■ What this task involves ■
Extend the passage on China and the European Powers, starting right after its last sentence.
--- start Excerpt to read ---
The present condition of China presents a very sorry and pitiful spectacle. What is the net result of eighteen long centuries of Christianity and civilisation in its bearing on the present conduct of the European Powers? They have found a sick man by the wayside; how will they treat him? Why, of course, they will pour oil and wine into his wounds; they will find balm of Gilead for his sorrows. As a matter of fact, are they not, one and all, surrounding the helpless Chinese Empire like a set of hungry sharks attacking a dying whale ? Each shark vies with his neighbours in biting out a choice mouthful for himself. Verily the prophetic words of the Master are once more verifiedὅπου ἐὰν ᾖ τὸ πτῶμα, ἐκεῖ συναχθήσονται οἱ ἀετοί.

Herein, however, we may perhaps console ourselves with the idea that Britain has been foremost in respecting the rights of China, and tried to keep her hands clean as long as it was fairly possible.
--- end Excerpt to read ---
--- start Supplied entries ---
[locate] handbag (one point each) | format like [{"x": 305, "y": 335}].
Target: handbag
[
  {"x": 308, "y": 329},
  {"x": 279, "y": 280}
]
--- end Supplied entries ---
■ Reply to the task ■
But China will assuredly have her revenge. The greedy sharks will presently find that an avenging Nemesis of retribution has been following hard after them. The tables will be turned. It will hardly be a military or naval revanche. It will take the form of an industrial and economic revolution, fraught with disaster to the sharks, and especially to the last joined and more or less unwilling recruit among them, namely, Britain.

At first, no doubt, and in the era immediately in front of us, it will be otherwise. The opening up of China will bring a vast

immediate development of the trade and commerce by which we live. It will create thousands of welcome openings in life to the sons of our middle classes. There will be a huge and as yet almost unexploited field for the merchant, the manufacturer, the engineer, the banker, the doctor, the lawyer, and the parson.

But each of these in his own sphere will be only another schoolmaster to show the way to the shrewd, intelligent, and pushing Chinaman. Give him only the necessary education, which we cannot withhold from him unless we are prepared to set back the clock a thousand years and turn our backs on all our well-established Liberal principles, and experience has already shown that he is capable of making his mark in almost any capacity.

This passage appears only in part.